Given exercise: Find the line that contains "of the brick" and print it and every line after it, exactly, please.

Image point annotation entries
## START

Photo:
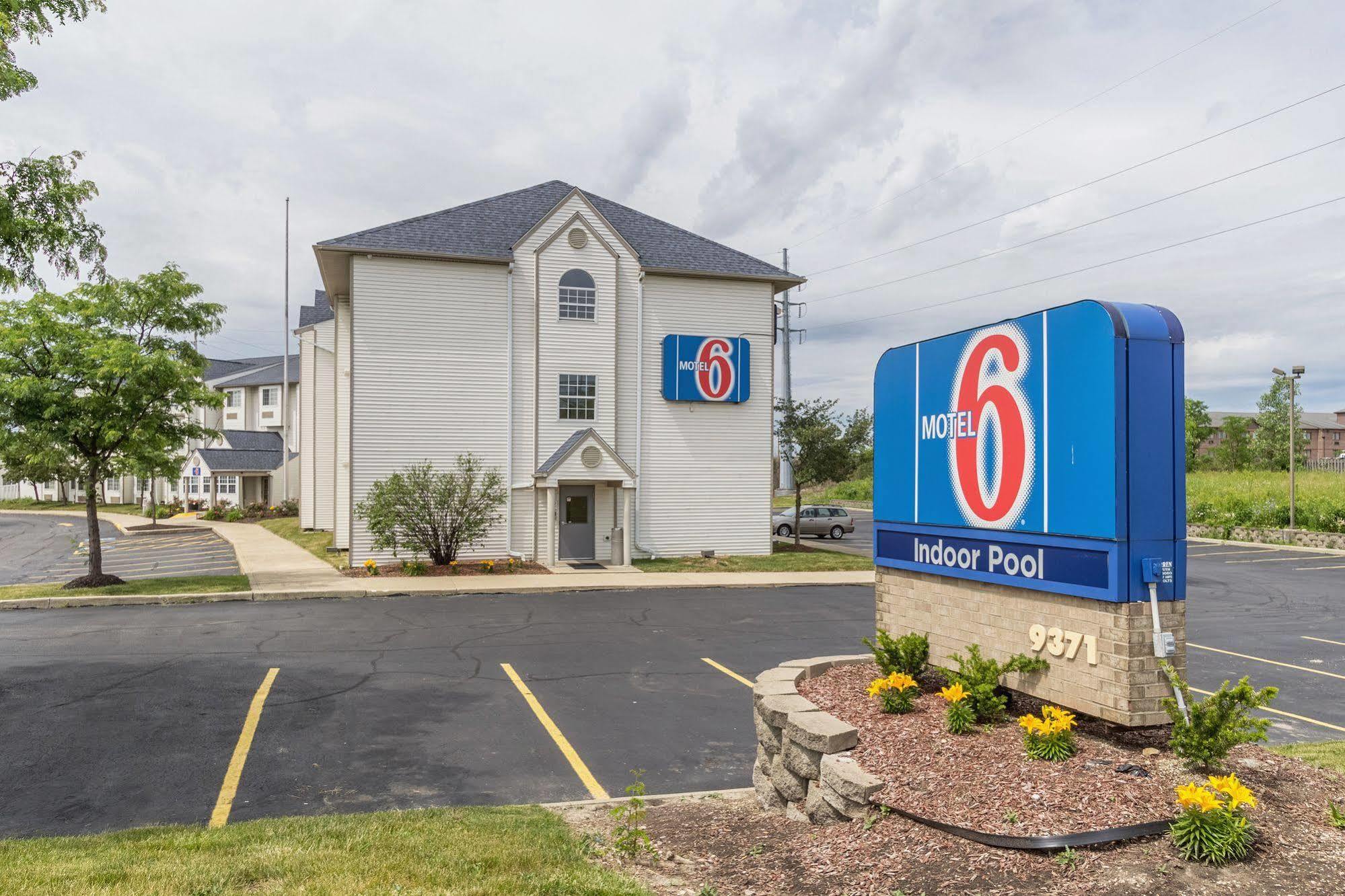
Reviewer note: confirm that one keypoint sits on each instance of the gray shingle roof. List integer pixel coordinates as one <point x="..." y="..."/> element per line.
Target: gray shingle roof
<point x="316" y="313"/>
<point x="558" y="455"/>
<point x="262" y="375"/>
<point x="490" y="228"/>
<point x="253" y="441"/>
<point x="230" y="459"/>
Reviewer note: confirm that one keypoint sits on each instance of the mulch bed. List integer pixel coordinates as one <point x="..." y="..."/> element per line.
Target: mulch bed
<point x="733" y="847"/>
<point x="984" y="781"/>
<point x="392" y="571"/>
<point x="728" y="846"/>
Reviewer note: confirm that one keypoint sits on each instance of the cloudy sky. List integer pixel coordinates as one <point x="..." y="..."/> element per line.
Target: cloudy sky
<point x="825" y="127"/>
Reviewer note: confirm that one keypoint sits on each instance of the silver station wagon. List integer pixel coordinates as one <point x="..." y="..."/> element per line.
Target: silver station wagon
<point x="815" y="520"/>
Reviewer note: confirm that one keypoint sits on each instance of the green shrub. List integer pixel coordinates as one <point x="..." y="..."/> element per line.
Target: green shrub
<point x="908" y="655"/>
<point x="1216" y="724"/>
<point x="981" y="679"/>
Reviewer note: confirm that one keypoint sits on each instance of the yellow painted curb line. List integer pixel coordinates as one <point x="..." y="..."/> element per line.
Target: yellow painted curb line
<point x="567" y="750"/>
<point x="1273" y="663"/>
<point x="727" y="671"/>
<point x="225" y="804"/>
<point x="1281" y="712"/>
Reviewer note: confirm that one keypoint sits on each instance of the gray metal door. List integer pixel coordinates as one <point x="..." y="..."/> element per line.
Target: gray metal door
<point x="576" y="523"/>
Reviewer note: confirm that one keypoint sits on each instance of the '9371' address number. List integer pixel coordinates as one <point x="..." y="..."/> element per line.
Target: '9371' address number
<point x="1059" y="642"/>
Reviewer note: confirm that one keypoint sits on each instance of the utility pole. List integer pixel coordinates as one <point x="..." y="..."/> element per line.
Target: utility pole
<point x="786" y="472"/>
<point x="1297" y="373"/>
<point x="284" y="377"/>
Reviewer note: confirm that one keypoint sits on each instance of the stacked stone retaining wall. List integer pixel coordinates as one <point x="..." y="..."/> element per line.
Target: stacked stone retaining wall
<point x="803" y="766"/>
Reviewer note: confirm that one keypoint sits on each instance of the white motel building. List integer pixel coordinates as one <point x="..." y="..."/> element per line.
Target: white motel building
<point x="615" y="369"/>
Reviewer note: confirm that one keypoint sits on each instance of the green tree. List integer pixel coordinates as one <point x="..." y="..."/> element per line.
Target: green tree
<point x="1272" y="439"/>
<point x="424" y="512"/>
<point x="859" y="442"/>
<point x="1235" y="450"/>
<point x="105" y="375"/>
<point x="40" y="198"/>
<point x="811" y="442"/>
<point x="1198" y="430"/>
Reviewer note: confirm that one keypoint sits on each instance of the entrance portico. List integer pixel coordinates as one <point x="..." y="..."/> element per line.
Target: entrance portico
<point x="588" y="494"/>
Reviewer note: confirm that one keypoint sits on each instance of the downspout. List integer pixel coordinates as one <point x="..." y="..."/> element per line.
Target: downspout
<point x="509" y="415"/>
<point x="639" y="411"/>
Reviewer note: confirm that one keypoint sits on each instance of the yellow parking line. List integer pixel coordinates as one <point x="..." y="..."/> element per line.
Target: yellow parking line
<point x="1273" y="663"/>
<point x="573" y="758"/>
<point x="727" y="671"/>
<point x="1250" y="551"/>
<point x="225" y="804"/>
<point x="1268" y="560"/>
<point x="1281" y="712"/>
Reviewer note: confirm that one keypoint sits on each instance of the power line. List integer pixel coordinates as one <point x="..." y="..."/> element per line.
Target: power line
<point x="1081" y="227"/>
<point x="1040" y="124"/>
<point x="1068" y="274"/>
<point x="1090" y="184"/>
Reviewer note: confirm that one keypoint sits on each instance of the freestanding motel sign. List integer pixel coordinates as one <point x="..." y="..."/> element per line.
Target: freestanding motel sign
<point x="1029" y="496"/>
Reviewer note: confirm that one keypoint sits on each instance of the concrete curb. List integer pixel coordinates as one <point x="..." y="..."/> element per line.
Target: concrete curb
<point x="497" y="589"/>
<point x="1269" y="546"/>
<point x="654" y="800"/>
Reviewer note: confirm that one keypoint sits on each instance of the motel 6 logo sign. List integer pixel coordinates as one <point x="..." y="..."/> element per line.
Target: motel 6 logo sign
<point x="706" y="369"/>
<point x="989" y="428"/>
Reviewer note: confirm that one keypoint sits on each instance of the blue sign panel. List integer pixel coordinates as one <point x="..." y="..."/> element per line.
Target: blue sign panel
<point x="706" y="369"/>
<point x="1054" y="441"/>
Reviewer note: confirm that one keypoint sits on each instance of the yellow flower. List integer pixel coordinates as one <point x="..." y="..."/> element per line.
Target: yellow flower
<point x="1198" y="797"/>
<point x="1238" y="793"/>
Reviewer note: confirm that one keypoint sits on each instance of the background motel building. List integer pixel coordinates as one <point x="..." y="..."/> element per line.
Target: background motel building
<point x="528" y="329"/>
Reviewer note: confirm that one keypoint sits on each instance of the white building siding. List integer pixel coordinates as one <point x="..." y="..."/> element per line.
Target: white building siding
<point x="322" y="433"/>
<point x="705" y="481"/>
<point x="428" y="375"/>
<point x="340" y="473"/>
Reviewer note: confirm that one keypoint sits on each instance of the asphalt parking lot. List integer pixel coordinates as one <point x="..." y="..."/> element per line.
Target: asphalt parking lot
<point x="52" y="550"/>
<point x="114" y="718"/>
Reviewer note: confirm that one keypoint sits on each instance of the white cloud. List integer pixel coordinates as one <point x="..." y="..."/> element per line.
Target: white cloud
<point x="760" y="126"/>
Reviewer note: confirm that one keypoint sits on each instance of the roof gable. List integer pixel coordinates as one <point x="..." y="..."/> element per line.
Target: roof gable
<point x="490" y="229"/>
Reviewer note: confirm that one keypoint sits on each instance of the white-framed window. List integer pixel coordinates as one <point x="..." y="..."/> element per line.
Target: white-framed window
<point x="577" y="297"/>
<point x="579" y="398"/>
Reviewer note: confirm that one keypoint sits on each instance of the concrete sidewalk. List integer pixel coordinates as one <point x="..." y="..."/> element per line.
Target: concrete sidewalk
<point x="279" y="570"/>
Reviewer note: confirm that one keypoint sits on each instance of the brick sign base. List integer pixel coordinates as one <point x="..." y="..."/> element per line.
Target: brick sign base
<point x="1105" y="665"/>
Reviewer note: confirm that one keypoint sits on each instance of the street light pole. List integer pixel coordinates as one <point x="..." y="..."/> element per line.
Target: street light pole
<point x="1293" y="431"/>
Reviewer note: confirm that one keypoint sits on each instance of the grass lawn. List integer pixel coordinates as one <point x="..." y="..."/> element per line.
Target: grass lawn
<point x="175" y="586"/>
<point x="478" y="852"/>
<point x="28" y="504"/>
<point x="782" y="559"/>
<point x="1261" y="498"/>
<point x="315" y="543"/>
<point x="1328" y="754"/>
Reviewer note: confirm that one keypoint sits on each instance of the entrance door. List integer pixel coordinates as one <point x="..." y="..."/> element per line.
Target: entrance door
<point x="576" y="523"/>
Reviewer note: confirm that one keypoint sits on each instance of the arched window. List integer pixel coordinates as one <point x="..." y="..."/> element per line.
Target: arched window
<point x="577" y="295"/>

## END

Exercise response:
Reviewer note: confirm that one keypoint sits on each instance of the brick sign base. List integer pixel coordinates as one <point x="..." y="..."/> element per line.
Target: brick sign base
<point x="1105" y="665"/>
Reviewer note: confirm that one keypoint sits on each instance of the street light pole. List integer pixel coordinates as one <point x="..." y="..."/> element per line.
Target: street light pole
<point x="1293" y="431"/>
Reviewer note: confirm that one keypoint sits on each instance of the grass lawn. List integer pixel coordinates as one <point x="..." y="..."/> element per line.
Target: grass lawn
<point x="175" y="586"/>
<point x="478" y="852"/>
<point x="28" y="504"/>
<point x="782" y="559"/>
<point x="1261" y="498"/>
<point x="315" y="543"/>
<point x="1328" y="754"/>
Reviewer note: confirm that one keypoint sits on each instance of the entrance door. List integer pixel coordinates as one <point x="..." y="..."/> element per line.
Target: entrance door
<point x="576" y="523"/>
Reviewer note: confirm that one keypoint sits on each instance of the arched window. List integer pixel coordinates as one <point x="..." y="..."/> element per line.
Target: arched window
<point x="577" y="295"/>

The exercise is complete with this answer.